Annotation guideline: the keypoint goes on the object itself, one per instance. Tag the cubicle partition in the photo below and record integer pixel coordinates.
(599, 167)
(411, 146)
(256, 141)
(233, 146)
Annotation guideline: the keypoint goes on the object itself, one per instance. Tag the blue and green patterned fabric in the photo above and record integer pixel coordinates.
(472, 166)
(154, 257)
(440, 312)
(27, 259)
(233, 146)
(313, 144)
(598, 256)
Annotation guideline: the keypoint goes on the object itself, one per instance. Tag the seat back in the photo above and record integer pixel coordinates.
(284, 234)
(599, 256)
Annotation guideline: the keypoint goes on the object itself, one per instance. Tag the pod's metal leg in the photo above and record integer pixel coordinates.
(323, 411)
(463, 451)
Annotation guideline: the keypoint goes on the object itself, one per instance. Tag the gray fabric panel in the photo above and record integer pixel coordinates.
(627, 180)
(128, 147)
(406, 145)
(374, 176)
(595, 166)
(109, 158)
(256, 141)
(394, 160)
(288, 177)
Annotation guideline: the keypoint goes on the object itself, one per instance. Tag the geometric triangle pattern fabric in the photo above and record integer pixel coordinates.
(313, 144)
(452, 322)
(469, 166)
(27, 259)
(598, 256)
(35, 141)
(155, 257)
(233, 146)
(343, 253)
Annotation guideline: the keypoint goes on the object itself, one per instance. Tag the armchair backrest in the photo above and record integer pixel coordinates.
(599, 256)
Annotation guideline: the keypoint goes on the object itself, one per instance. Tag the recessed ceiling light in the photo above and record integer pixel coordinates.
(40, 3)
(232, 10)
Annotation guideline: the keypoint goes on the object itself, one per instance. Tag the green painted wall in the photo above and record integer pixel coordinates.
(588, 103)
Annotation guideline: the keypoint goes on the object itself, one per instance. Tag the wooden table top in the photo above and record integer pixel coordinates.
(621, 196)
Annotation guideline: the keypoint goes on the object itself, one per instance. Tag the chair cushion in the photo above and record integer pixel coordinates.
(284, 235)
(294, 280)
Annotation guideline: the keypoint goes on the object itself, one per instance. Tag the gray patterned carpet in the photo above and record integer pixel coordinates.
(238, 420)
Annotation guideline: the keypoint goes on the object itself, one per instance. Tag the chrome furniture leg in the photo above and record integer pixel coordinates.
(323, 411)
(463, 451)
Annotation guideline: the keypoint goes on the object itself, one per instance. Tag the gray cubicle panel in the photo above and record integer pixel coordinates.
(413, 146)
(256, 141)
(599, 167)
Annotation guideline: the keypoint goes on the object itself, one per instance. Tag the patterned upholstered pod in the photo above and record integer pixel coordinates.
-- -- --
**EXERCISE OBJECTIVE**
Word for word, repeat every entry listed above.

**EXERCISE RESULT**
Annotation guideline: the keypoint goes on the object itself, one per instance. Tag the cubicle partition in the photo below and record integer pixel coordinates.
(599, 167)
(411, 146)
(256, 141)
(233, 146)
Annotation guideline: the keypoint goes on the object itself, one per instance. Tag the blue and green patterned fabric in the photo above and record integer pixel coordinates.
(472, 166)
(154, 257)
(440, 312)
(27, 259)
(233, 146)
(313, 144)
(598, 256)
Annotation guideline: the keypoint goes on the object itself, one per instance. Tag the seat back in the photo above and record integer pixel coordinates.
(284, 234)
(599, 256)
Annotation guideline: the keypoint goes on the object itself, one per instance. Tag the pod's metal leg in the photo above and record integer pixel coordinates.
(323, 411)
(463, 451)
Annotation guideline: the keypoint goes on the object itself, one per instance. Tag the gray fabric panel in the photo above and record integer pixel coordinates.
(627, 180)
(128, 147)
(406, 145)
(374, 176)
(595, 166)
(109, 158)
(256, 141)
(394, 160)
(288, 177)
Annotation guideline: the keypoint goes on the object itself, one per instance. Tag the geometric triangle pattern fabric in the photo above and record integer pixel coordinates.
(313, 144)
(452, 322)
(469, 166)
(27, 259)
(598, 256)
(35, 141)
(155, 257)
(233, 146)
(343, 253)
Annotation guideline: the keypoint goes on the object itself, one per instance. Tag the armchair backrest in the photo above and record integer pixel coordinates.
(599, 256)
Annotation guideline: the keypoint goes on the object itself, one per instance. Tag the recessed ceiling light in the photo above and record integer pixel coordinates.
(40, 3)
(232, 10)
Annotation guideline: the keypoint goes on the object itself, one per instance. Tag the green painted wall in the photo above and record integer pixel coordinates.
(588, 103)
Annotation guideline: the keypoint goes on the object itself, one per instance. Tag the wooden table top in the photo above and record integer pixel coordinates.
(621, 196)
Annotation guideline: the keypoint goes on the object itself, one per instance. Tag the chair cushion in the photo above and record integer pixel coordinates.
(284, 235)
(294, 280)
Annotation guideline: the keypoint goes on the object itself, one per instance. Tag the gray patterned carpet in the photo above and record integer pixel coordinates.
(238, 420)
Annotation guideline: the keypoint goes on the object itself, one per instance. Tag the chrome furniture leg in the photo above and record integer pixel coordinates.
(323, 411)
(463, 451)
Annotation guideline: the keypoint goes on the object itself, one per instance. Tag the gray cubicle panel in the photo above and record integer pixel coordinates.
(413, 146)
(256, 141)
(599, 167)
Annotation guideline: the keypoint goes on the object itself, one per instance. Tag the patterned upholstered pod in the photo above and record integer pixel coordinates.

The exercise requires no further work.